Goal:
Rewrite the entries below, starting at the line containing "point: stainless steel" and ending after the line containing "column 226, row 707". Replace "machine frame" with "equipment frame" and leave everything else unchanged.

-- start of Supplied data --

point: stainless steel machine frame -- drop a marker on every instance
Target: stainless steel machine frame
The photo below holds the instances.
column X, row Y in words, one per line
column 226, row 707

-- end of Supplied data --
-- start of Supplied data --

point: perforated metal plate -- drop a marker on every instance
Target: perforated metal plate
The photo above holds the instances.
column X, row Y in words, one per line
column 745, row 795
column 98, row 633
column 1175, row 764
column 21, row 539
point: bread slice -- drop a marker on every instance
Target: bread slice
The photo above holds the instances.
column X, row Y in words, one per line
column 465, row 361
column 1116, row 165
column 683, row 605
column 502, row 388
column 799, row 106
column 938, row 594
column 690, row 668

-- end of Supplied data --

Task solution:
point: stainless steel equipment frame -- drop a marker on every instance
Target: stainless steel equipment frame
The photo below holds the instances.
column X, row Y in words, one per line
column 226, row 707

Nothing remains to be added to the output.